■ What to work on:
In the records below, begin at the line that has "1322L1630 1356L1634 1423L1689" and stop after the line that has "positive clicks: (1839, 1349)"; quote those lines verbatim and nothing more.

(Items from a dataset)
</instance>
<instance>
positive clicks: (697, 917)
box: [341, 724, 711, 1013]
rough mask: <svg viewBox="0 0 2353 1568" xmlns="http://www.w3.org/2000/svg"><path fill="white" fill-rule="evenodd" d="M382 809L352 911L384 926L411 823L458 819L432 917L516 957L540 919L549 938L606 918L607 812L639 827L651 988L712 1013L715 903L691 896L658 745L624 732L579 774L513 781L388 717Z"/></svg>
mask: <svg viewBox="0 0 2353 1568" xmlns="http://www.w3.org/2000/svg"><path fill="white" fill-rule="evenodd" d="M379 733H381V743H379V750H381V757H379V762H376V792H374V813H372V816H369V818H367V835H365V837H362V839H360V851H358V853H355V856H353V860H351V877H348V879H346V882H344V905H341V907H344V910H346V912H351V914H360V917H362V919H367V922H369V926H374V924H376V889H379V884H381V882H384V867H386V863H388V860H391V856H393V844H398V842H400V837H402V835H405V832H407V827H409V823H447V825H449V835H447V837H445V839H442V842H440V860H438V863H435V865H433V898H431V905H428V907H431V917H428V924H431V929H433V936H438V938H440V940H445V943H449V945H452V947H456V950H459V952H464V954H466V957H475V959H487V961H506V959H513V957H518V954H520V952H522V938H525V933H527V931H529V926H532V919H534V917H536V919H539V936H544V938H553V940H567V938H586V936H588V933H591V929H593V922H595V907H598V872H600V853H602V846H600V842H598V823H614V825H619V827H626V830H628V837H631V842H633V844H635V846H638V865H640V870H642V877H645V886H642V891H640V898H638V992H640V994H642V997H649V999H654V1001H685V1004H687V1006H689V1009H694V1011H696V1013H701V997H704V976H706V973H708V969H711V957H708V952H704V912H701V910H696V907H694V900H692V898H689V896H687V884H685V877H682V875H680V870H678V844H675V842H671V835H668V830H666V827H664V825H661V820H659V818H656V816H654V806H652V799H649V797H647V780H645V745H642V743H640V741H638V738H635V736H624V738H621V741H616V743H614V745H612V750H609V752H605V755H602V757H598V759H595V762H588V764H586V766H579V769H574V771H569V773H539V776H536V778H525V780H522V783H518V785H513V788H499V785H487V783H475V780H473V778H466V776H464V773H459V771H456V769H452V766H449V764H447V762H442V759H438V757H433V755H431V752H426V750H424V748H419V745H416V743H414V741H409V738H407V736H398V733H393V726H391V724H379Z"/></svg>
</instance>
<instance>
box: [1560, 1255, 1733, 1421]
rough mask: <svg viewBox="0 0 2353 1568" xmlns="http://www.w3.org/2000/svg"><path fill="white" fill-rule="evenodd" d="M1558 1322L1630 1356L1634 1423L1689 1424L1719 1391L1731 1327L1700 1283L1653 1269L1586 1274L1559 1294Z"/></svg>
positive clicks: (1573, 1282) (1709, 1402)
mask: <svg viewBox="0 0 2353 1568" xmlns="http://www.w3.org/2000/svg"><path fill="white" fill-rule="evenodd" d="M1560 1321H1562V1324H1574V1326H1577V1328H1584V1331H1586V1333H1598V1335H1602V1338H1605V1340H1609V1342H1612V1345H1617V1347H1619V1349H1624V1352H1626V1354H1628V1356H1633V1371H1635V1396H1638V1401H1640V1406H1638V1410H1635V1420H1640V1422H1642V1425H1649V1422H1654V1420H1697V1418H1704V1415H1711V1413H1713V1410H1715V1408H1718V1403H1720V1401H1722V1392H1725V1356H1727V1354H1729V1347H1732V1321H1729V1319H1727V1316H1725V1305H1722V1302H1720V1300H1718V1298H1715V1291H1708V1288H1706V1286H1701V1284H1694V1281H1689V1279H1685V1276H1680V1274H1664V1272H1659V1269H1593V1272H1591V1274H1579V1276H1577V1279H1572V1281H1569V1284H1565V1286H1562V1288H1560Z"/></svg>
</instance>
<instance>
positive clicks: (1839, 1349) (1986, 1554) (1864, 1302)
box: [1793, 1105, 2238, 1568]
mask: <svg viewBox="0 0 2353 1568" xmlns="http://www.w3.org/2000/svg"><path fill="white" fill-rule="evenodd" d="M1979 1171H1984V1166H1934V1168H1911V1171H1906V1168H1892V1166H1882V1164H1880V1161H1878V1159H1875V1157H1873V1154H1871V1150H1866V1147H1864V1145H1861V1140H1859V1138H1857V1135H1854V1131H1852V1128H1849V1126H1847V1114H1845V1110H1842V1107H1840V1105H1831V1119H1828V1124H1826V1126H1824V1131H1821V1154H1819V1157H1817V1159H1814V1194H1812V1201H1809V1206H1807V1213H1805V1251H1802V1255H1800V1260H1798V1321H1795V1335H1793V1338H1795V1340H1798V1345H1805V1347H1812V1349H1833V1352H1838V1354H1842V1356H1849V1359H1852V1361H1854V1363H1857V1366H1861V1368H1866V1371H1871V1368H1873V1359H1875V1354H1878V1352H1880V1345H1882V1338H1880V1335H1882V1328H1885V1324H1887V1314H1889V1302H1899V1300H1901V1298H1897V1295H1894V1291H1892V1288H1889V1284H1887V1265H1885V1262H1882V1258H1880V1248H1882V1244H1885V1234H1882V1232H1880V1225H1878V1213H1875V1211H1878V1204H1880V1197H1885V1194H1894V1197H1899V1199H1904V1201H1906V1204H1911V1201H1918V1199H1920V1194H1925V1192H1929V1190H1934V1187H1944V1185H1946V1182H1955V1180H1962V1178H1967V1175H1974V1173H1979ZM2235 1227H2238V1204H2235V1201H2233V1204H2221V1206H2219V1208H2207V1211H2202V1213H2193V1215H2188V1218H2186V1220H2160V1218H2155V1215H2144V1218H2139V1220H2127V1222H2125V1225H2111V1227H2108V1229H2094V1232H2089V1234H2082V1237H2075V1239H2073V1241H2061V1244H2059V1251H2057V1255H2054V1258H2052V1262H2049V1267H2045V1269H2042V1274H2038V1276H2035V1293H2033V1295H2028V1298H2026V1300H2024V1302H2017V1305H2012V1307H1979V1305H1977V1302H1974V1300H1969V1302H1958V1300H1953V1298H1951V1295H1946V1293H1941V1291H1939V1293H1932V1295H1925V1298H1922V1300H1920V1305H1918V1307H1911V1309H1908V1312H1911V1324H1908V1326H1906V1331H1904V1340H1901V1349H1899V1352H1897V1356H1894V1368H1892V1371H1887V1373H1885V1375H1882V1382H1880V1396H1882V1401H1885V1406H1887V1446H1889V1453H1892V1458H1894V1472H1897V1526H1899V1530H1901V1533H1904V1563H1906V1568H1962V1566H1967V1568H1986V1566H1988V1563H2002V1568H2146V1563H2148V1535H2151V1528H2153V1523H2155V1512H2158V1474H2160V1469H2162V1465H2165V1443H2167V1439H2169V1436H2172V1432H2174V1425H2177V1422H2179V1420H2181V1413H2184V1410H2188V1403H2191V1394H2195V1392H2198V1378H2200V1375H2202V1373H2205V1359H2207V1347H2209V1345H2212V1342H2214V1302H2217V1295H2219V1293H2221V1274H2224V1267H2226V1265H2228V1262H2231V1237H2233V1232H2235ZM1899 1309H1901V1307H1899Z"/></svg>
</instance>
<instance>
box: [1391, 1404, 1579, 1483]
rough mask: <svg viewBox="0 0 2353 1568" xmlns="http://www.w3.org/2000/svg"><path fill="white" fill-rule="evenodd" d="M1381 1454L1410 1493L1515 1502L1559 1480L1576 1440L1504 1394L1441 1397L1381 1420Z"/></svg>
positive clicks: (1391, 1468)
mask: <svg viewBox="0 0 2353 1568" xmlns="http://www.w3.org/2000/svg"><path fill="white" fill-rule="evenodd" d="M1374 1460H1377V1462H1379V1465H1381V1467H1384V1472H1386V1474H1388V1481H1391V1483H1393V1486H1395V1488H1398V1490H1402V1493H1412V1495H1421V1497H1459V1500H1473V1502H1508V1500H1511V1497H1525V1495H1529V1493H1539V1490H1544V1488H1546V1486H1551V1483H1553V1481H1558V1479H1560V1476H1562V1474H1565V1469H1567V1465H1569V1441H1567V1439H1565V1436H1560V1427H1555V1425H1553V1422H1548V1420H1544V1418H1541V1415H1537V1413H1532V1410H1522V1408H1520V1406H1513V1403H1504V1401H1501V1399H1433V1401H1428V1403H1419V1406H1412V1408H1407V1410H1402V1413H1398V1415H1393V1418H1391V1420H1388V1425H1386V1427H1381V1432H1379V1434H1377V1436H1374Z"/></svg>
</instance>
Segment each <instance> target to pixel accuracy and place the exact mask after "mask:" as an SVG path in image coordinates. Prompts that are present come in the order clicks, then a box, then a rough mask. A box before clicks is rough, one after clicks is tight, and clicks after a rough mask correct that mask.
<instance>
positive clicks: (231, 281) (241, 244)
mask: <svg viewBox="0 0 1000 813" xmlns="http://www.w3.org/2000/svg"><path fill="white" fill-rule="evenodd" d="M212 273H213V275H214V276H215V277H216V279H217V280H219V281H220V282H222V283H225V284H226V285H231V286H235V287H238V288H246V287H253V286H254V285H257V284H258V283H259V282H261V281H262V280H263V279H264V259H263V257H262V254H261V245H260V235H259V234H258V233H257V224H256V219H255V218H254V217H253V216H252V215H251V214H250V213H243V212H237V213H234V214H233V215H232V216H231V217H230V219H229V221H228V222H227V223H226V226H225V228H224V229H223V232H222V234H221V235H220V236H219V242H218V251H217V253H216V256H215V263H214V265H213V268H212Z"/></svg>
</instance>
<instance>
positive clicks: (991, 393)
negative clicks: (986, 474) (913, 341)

■ Exercise result:
rough mask: <svg viewBox="0 0 2353 1568" xmlns="http://www.w3.org/2000/svg"><path fill="white" fill-rule="evenodd" d="M1558 1322L1630 1356L1634 1423L1689 1424L1719 1391L1731 1327L1700 1283L1653 1269L1586 1274L1559 1294Z"/></svg>
positive clicks: (1573, 1282) (1709, 1402)
mask: <svg viewBox="0 0 2353 1568" xmlns="http://www.w3.org/2000/svg"><path fill="white" fill-rule="evenodd" d="M1560 1321H1562V1324H1574V1326H1577V1328H1584V1331H1586V1333H1598V1335H1602V1338H1605V1340H1609V1342H1612V1345H1617V1347H1619V1349H1624V1352H1626V1354H1628V1356H1633V1371H1635V1396H1638V1401H1640V1406H1638V1410H1635V1420H1640V1422H1642V1425H1649V1422H1654V1420H1697V1418H1704V1415H1711V1413H1713V1410H1715V1408H1718V1403H1720V1401H1722V1392H1725V1356H1727V1354H1729V1347H1732V1321H1729V1319H1727V1316H1725V1305H1722V1302H1720V1300H1718V1298H1715V1291H1708V1288H1706V1286H1701V1284H1694V1281H1689V1279H1685V1276H1680V1274H1664V1272H1659V1269H1593V1272H1591V1274H1579V1276H1577V1279H1572V1281H1569V1284H1565V1286H1562V1288H1560Z"/></svg>
</instance>
<instance>
positive clicks: (1839, 1349) (1986, 1554) (1864, 1302)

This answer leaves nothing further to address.